Copy the data below, substituting "image coordinates" for every occurrence of "pixel coordinates" and leaving everything else unchanged.
■ ■ ■ ■ ■
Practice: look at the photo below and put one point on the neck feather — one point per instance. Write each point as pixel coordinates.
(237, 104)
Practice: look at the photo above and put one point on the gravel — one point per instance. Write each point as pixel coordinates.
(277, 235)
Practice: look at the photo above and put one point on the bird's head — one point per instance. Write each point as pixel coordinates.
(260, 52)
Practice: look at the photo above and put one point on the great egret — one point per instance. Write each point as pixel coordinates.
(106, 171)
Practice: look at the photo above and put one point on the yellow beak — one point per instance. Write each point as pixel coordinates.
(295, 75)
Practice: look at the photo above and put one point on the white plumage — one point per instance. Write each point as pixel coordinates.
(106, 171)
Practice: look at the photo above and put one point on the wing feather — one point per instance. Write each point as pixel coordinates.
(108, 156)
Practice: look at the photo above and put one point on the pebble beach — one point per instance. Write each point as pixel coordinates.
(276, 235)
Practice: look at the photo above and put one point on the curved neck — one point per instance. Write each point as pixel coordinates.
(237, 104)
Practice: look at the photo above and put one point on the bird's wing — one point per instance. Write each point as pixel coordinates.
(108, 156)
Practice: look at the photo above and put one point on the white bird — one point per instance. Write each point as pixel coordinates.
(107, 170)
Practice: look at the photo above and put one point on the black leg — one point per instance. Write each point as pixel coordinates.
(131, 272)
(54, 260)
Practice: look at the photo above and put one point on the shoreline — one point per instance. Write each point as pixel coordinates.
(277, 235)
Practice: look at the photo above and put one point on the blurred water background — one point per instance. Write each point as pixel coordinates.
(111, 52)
■ ■ ■ ■ ■
Expected output:
Practice: look at the photo below and put one point on the neck feather — one point per instance. Write each point as image coordinates.
(237, 104)
Practice: look at the photo above and put one point on the gravel — one point per instance. Write each point as image coordinates.
(277, 235)
Practice: look at the photo above and put one point on the bird's head — one point per instance. Write each point as image coordinates.
(260, 52)
Practice: look at the photo above and put one point on the great egret — one point per instance. Write each point as image coordinates.
(106, 171)
Practice: look at the photo above and put one point on the yellow beak — one point per instance. Write each point as image coordinates.
(295, 75)
Practice: look at the photo above and put one point on the white plumage — one point per instance. Write each point as image coordinates.
(106, 171)
Practice: look at the photo above and put one point on the wing feather — one point per instance. Write each point as image coordinates.
(108, 156)
Practice: look at the photo above and put one point on the pebble beach — one point per instance. Write each point as image coordinates.
(276, 235)
Practice: look at the photo above and put one point on the curved neck — one point per instance. Write each point as image coordinates.
(237, 104)
Practice: look at the photo above and put one point on the bird's wing — one point per instance. Write each point as image coordinates.
(108, 156)
Practice: look at the photo above and put one point on the white bird — one point per instance. Write each point as image coordinates.
(107, 170)
Practice: look at the photo above and put one point on the black leg — one point per instance. Write each point as image coordinates.
(131, 272)
(54, 260)
Practice: look at the photo above and put one point on the shoreline — one point per instance. Write each point as image coordinates.
(277, 235)
Practice: look at the photo above and put one point on the blurred water background — one point per instance. Write each point as image coordinates.
(111, 52)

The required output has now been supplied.